SUPPLIED PASSAGE
------------------------------------

Albert Jay Nock (October 13, 1870 – August 19, 1945) was an American libertarian author, editor first of The Freeman and then The Nation, educational theorist, Georgist, and social critic of the early and middle 20th century. He was an outspoken opponent of the New Deal, and served as a fundamental inspiration for the modern libertarian and conservative movements, cited as an influence by William F. Buckley Jr. He was one of the first Americans to self-identify as "libertarian". His best-known books are Memoirs of a Superfluous Man and  Our Enemy, the State.

Life and work
Throughout his life, Nock was a deeply private man who shared few of the details of his personal life with his working partners. He was born in Scranton, Pennsylvania, the son of Emma Sheldon Jay and Joseph Albert Nock, who was both a steelworker and an Episcopal priest. He was raised in Brooklyn, New York. Nock attended St. Stephen's College (now known as Bard College) from 1884 to 1888, where he joined Sigma Alpha Epsilon fraternity.

After graduation he had a brief career playing minor league baseball, and then attended a theological seminary and was ordained as an Episcopal priest in 1897. Nock married Agnes Grumbine in 1900 and the couple had two children, Francis and Samuel (both of whom became college professors). In 1909, Nock left the ministry as well as his wife and children, and became a journalist.

In 1914, Nock joined the staff of The Nation magazine, which at the time was more  aligned with liberal capitalism. Nock was an acquaintance of the influential politician and orator William Jennings Bryan, and in 1915 traveled to Europe on a special assignment for Bryan, who was then Secretary of State.  Nock also maintained friendships with many of the leading proponents of the Georgist movement, one of whom had been his bishop in the Episcopal Church.

However, while Nock was a lifelong admirer of Henry George, he was frequently at odds with other Georgists in the left-leaning movement. Further, Nock was influenced by the anti-collectivist writings of the German sociologist Franz Oppenheimer, whose most famous work, Der Staat, was published in English translation in 1915. In his own writings, Nock would later build on Oppenheimer's claim that the pursuit of human ends can be divided into two forms: the productive or economic means, and the parasitic, political means.

Between 1920 and 1924, Nock was the co-editor of The Freeman. The Freeman was initially conceived as a vehicle for the single tax movement. It was financed by the wealthy wife of the magazine's other editor, Francis Neilson, although neither Nock nor Neilson was a dedicated single taxer. Contributors to The Freeman included: Charles A. Beard, William Henry Chamberlin, Thomas Mann, Lewis Mumford, Bertrand Russell, Lincoln Steffens, Louis Untermeyer, Thorstein Veblen and Suzanne La Follette, the more libertarian cousin of Senator Robert M. La Follette. Critic H.L. Mencken wrote:

When the unprofitable The Freeman ceased publication in 1924, Nock became a freelance journalist in New York City and Brussels, Belgium.

------------------------------------

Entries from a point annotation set
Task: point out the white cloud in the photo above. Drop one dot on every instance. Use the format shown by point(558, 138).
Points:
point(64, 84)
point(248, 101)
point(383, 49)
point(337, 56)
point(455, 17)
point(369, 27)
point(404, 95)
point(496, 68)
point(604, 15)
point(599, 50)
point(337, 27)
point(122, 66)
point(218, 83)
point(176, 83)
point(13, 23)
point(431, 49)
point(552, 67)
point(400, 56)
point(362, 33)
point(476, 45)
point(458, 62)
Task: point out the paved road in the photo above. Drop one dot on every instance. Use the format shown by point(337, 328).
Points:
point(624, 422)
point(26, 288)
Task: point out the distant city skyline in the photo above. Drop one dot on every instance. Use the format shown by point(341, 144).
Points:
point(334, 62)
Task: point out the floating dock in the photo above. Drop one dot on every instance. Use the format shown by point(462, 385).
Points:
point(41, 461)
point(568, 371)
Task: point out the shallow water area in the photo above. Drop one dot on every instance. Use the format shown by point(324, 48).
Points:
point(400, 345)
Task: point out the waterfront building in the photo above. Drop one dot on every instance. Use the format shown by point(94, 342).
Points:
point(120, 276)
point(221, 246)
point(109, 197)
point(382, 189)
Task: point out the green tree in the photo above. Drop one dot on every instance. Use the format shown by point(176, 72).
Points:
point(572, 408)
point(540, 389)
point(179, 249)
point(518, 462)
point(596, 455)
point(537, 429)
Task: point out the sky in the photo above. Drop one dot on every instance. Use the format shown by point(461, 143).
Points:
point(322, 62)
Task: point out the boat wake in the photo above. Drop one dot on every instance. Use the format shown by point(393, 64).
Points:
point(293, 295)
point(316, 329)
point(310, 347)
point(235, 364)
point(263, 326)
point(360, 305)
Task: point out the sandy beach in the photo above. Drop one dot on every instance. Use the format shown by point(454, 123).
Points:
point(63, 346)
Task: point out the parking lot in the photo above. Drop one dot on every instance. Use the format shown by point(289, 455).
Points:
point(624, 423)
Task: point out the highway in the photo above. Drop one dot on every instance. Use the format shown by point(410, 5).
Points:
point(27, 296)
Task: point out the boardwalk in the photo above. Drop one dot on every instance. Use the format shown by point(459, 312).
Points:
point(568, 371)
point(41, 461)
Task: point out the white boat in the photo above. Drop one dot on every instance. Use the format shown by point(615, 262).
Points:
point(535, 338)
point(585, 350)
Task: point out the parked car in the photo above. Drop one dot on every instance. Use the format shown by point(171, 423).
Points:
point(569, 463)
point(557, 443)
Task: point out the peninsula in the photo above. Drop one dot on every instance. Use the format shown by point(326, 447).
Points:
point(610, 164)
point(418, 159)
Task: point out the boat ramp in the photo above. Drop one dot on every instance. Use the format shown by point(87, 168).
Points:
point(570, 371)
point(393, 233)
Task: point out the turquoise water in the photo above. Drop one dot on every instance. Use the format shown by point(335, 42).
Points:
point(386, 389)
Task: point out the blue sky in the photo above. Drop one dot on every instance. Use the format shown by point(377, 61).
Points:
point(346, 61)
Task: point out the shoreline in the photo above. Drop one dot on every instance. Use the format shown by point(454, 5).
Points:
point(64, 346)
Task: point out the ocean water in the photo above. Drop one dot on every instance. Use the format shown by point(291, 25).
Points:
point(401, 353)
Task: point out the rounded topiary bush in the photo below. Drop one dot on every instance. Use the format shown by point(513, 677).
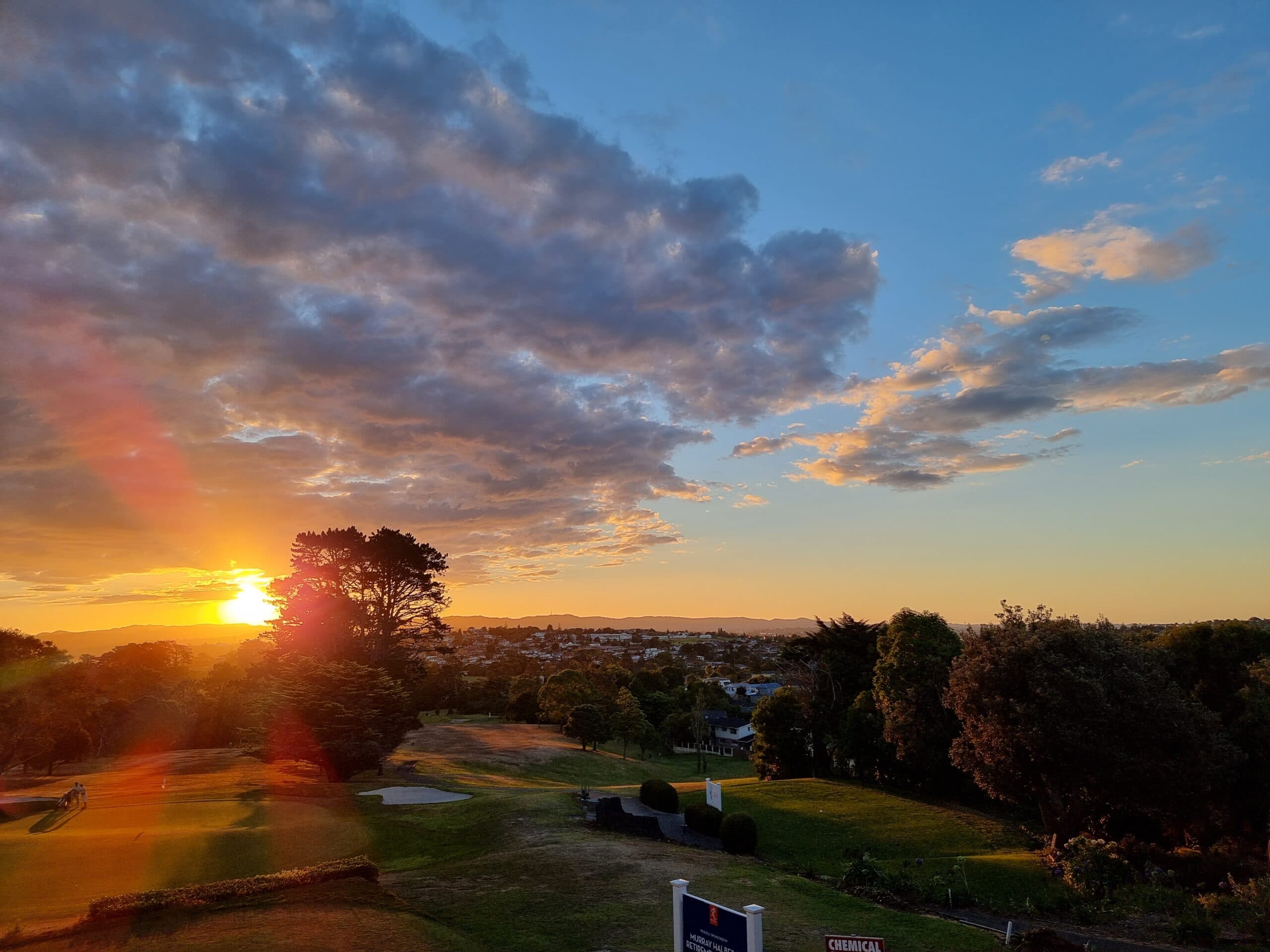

------------------------------------

TASKS FOR THIS EXERCISE
• A. Name every member of Nock's family mentioned in the Albert Jay Nock biography.
• B. Please rewrite the stretch of the listing from the line containing "Task: point out the shallow" through the line containing "point(382, 189)", swapping "Drop one dot" for "Place one marker" and leaving everything else as it is.
The Albert Jay Nock biography and the listing are unrelated pieces of material.

THE SOLUTIONS
• A. Emma Sheldon Jay, Joseph Albert Nock, Agnes Grumbine, Francis, Samuel

• B.
Task: point out the shallow water area in the photo above. Place one marker on every instance. Use the format shown by point(324, 48).
Points:
point(400, 345)
Task: point out the waterfront building in the photo above. Place one marker on every instance. Use the format shown by point(94, 342).
Points:
point(120, 276)
point(221, 246)
point(109, 197)
point(382, 189)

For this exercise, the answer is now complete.